Exercise brief:
Print, unchanged, the stretch of the material below from the line containing "Target: ladder on truck" through the end of the material, including both ends.

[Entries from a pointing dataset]

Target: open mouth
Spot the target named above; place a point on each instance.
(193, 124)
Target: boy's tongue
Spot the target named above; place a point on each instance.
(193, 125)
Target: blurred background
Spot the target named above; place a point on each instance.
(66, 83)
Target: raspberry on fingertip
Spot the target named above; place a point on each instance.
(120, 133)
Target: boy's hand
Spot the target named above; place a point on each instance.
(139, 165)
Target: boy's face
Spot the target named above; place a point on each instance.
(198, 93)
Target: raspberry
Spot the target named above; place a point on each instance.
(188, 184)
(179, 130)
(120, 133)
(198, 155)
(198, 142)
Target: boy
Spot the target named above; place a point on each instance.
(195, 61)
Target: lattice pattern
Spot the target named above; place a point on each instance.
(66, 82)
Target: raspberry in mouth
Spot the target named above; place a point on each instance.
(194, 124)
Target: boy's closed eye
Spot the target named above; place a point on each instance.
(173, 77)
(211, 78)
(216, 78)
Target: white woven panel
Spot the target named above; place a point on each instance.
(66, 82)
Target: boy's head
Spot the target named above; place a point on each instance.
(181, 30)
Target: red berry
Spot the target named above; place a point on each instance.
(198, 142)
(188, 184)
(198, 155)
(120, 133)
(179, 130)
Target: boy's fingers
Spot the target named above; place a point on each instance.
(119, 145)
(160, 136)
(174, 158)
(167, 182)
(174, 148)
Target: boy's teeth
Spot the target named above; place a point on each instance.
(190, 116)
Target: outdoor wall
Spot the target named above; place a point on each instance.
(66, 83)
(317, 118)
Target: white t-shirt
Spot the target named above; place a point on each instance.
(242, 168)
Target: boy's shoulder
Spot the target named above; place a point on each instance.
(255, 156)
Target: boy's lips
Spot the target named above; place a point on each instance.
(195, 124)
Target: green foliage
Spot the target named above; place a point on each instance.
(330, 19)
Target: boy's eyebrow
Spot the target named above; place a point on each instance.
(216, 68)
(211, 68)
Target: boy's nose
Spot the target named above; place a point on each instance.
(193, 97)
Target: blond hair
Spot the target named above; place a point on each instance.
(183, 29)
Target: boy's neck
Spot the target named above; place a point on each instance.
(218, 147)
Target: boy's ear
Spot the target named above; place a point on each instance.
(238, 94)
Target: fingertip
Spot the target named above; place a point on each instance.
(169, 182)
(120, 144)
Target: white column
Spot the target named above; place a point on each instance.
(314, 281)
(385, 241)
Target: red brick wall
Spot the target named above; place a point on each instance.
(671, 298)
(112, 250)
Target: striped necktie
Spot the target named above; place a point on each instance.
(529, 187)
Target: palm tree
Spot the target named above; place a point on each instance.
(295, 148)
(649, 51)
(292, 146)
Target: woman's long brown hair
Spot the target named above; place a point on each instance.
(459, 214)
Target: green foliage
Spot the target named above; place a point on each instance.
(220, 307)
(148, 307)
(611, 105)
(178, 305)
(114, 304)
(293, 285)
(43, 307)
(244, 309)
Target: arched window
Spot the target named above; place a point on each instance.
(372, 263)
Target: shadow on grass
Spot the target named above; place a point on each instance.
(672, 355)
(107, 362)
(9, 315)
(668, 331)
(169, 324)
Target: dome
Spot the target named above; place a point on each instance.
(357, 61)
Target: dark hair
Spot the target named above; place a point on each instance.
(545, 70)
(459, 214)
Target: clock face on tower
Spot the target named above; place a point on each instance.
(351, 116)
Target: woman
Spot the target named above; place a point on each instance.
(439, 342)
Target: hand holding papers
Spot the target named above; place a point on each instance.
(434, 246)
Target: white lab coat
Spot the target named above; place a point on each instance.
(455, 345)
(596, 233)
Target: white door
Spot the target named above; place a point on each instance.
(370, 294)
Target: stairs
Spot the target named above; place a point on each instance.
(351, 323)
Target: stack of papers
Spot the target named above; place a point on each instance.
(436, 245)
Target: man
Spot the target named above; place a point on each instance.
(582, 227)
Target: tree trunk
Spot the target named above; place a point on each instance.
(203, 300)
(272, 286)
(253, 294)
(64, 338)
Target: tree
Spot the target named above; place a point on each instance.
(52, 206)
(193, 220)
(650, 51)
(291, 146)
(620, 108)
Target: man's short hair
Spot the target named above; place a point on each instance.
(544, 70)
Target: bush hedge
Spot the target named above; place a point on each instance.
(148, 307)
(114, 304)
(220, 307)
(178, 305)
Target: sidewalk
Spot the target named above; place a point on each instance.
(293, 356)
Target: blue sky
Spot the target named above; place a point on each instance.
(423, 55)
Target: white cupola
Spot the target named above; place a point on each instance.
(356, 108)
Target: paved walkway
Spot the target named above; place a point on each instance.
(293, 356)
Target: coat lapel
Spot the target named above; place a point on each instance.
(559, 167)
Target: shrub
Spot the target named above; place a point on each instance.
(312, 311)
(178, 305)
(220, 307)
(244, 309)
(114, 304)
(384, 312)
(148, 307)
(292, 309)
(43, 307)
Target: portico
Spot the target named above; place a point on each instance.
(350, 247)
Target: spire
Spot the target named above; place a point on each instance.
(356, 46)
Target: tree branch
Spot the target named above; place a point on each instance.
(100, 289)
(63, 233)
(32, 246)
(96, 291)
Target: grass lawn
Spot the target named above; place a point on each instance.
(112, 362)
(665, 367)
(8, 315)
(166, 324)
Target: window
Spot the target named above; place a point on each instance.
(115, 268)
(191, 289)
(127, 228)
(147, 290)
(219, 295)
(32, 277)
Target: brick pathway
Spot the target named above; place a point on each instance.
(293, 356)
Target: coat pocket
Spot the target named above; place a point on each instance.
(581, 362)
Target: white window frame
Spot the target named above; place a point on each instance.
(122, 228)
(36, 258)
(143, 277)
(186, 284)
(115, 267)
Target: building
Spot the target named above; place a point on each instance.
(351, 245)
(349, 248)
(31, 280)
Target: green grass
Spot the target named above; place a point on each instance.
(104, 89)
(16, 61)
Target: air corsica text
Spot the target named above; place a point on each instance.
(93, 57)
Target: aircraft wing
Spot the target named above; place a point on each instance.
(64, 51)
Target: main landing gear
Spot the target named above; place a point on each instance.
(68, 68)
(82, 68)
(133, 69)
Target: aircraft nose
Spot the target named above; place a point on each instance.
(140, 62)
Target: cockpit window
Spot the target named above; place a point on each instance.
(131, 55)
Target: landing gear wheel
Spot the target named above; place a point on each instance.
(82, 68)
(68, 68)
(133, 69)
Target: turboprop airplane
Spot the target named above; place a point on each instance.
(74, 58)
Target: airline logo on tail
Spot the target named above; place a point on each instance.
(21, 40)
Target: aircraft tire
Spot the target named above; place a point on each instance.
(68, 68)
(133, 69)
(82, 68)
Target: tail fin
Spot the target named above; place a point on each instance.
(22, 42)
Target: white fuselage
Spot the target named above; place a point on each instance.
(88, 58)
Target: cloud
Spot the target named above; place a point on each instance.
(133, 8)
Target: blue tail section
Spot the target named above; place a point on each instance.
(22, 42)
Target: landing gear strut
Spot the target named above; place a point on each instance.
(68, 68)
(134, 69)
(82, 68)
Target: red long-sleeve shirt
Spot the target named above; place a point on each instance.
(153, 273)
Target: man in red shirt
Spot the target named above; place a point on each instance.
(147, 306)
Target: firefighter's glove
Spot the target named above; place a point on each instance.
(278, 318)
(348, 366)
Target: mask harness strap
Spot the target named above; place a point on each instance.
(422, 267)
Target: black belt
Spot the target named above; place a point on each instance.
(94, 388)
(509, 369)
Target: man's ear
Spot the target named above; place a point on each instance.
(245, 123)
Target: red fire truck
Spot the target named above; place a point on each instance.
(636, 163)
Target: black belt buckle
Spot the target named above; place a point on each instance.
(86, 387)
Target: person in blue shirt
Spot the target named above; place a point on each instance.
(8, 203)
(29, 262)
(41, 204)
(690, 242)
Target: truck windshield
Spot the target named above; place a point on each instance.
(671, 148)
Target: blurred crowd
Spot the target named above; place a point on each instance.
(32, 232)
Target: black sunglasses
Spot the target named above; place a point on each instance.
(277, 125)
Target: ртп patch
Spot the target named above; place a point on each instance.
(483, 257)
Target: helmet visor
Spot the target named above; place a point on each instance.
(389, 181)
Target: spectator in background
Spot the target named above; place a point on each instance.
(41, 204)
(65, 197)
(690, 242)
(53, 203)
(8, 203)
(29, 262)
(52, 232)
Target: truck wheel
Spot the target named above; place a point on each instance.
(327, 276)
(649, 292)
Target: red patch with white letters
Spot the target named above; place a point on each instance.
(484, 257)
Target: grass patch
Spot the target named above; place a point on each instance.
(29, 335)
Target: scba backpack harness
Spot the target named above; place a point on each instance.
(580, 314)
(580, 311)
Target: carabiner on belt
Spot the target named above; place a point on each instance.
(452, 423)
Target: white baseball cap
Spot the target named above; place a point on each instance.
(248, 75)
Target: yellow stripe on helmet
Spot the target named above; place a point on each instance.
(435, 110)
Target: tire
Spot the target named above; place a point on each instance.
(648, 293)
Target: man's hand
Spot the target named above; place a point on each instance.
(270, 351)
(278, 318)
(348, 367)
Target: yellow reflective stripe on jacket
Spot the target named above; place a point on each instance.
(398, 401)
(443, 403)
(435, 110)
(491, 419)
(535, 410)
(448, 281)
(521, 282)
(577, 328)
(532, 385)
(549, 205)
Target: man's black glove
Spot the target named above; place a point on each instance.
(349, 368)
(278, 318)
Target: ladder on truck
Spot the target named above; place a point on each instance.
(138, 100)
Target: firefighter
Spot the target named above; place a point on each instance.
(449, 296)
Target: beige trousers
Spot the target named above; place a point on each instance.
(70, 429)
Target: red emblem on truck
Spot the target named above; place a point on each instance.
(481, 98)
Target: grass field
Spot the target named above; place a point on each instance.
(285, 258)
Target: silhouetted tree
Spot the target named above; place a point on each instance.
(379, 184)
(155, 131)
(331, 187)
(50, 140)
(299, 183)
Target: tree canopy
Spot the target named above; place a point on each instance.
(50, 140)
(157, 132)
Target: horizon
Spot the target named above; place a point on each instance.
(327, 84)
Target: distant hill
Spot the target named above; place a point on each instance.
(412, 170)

Complete answer:
Target: ladder on truck
Spot the target named above; place a point on each instance.
(138, 100)
Target: firefighter
Spot the target named above; place a point on each instance.
(449, 296)
Target: beige trousers
Spot the target named above; place a point on each instance.
(70, 429)
Target: red emblem on truck
Spot the target named above; place a point on each instance.
(481, 98)
Target: grass field
Spot the target named above; place a point on each instance.
(285, 258)
Target: silhouetted tree
Spot the target named above; place a point on each instance.
(379, 184)
(155, 131)
(331, 187)
(50, 140)
(299, 183)
Target: tree canopy
Spot the target named above; place a point on each instance.
(50, 140)
(157, 132)
Target: horizon
Spot the target named above; place a point on each instance.
(327, 84)
Target: distant hill
Spot the target named above; place a point on each instance.
(412, 170)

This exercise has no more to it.